- TEXT EXCERPT -

Adiponectin is a secretory protein that is specifically expressed in adipocytes, and was reported to exhibit an anti-arteriosclerotic effect and an insulin resistance-reducing effect. In recent years, adiponectin has been reported to be involved in cancer, inflammation, and metabolic syndrome, and is considered to function as a defensive factor in the living body. Human adiponectin consists of 244 amino acid residues, and is known to have a molecular weight of approximately 28 kDa as a monomer. It was confirmed that adiponectin is present in blood in forms of a trimer (LMW: Low-molecular weight) as the basic structure, a hexamer (MMW: Middle-molecular weight) composed of the trimer, and multimers (HMW: High-molecular weight) composed of one or more LMWs and/or MMWs.

- PARTS OF THE EXERCISE -
1 - Copy everything from "Adiponectin is a" down to "LMWs and/or MMWs." in the adiponectin text, swapping "secretory protein" for "secreted protein".
2 - Extend the adiponectin text beyond its last sentence.
The listing has nothing to do with the adiponectin text.

Referring expression data
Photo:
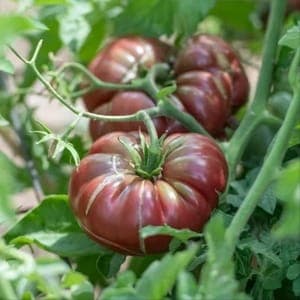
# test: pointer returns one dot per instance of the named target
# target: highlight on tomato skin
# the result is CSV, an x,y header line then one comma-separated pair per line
x,y
211,83
112,202
211,53
120,61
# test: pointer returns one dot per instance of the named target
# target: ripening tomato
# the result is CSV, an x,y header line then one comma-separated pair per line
x,y
112,201
210,79
212,54
206,96
120,61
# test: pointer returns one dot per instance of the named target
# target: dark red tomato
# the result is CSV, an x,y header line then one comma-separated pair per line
x,y
206,96
124,103
120,62
112,203
212,54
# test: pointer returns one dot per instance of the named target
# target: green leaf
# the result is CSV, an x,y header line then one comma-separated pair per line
x,y
217,277
273,280
51,44
225,10
6,66
84,291
181,234
109,265
74,28
14,25
166,91
52,226
268,201
3,122
72,278
288,191
139,264
296,286
155,17
14,180
186,288
167,269
292,38
293,271
98,31
122,288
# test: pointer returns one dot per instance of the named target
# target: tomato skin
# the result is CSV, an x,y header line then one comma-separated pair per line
x,y
210,79
211,53
124,103
119,62
203,98
112,203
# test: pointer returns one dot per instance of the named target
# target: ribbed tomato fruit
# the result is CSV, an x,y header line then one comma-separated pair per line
x,y
112,202
211,82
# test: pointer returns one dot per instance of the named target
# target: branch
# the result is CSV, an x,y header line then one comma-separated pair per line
x,y
24,149
271,164
256,113
146,84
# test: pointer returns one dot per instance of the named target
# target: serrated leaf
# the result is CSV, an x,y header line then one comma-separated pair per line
x,y
13,25
3,122
122,288
84,291
292,38
288,191
296,286
52,226
217,277
293,271
268,201
166,91
168,268
72,278
156,18
186,288
74,28
12,181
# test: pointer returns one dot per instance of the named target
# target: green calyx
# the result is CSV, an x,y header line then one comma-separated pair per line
x,y
147,157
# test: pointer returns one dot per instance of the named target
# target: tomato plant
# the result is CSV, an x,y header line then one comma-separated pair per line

- ANSWERS FOR EACH ITEM -
1 -
Adiponectin is a secreted protein that is specifically expressed in adipocytes, and was reported to exhibit an anti-arteriosclerotic effect and an insulin resistance-reducing effect. In recent years, adiponectin has been reported to be involved in cancer, inflammation, and metabolic syndrome, and is considered to function as a defensive factor in the living body. Human adiponectin consists of 244 amino acid residues, and is known to have a molecular weight of approximately 28 kDa as a monomer. It was confirmed that adiponectin is present in blood in forms of a trimer (LMW: Low-molecular weight) as the basic structure, a hexamer (MMW: Middle-molecular weight) composed of the trimer, and multimers (HMW: High-molecular weight) composed of one or more LMWs and/or MMWs.

2 -
These various forms of adiponectin exhibit different physiological effects. For example, it was reported that HMW and MMW activated NF-κB in a C2C12 cell line, but LMW did not. Further, it was reported that persons deficient in adiponectin secretion could not produce HMW adiponectin and suffered hypoadiponectinemia and diabetes, and that the content ratio of HMW adiponectin was decreased in patients with coronary artery disease in comparison with healthy persons. Furthermore, it was reported that adiponectin of which the blood level changed before and after a diet was HMW. Therefore, it is important to detect HMW adiponectin alone in studies of adiponectin and various diseases.
In general, a protein molecule can be detected using a monoclonal antibody that specifically recognizes the protein as an antigen. However, in the case that the antigen is a mixture of multimers in various forms composed of single monomers such as adiponectin, it is difficult to obtain an antibody specific to only a molecule having a specific size. Because an antibody usually recognizes a primary amino acid sequence of an antigen, when an antigen is multimers, the antibody generally recognizes a primary amino acid sequence of the monomer that forms the multimers. Because adiponectin is composed of single monomers, an antibody that recognizes the adiponectin monomer simultaneously recognizes adiponectin multimers in any form. Even if a monoclonal antibody recognizes a tertiary structure, the crossreactivity to other molecules cannot be avoided in a molecule such as HMW adiponectin in which many basic structures are polymerized.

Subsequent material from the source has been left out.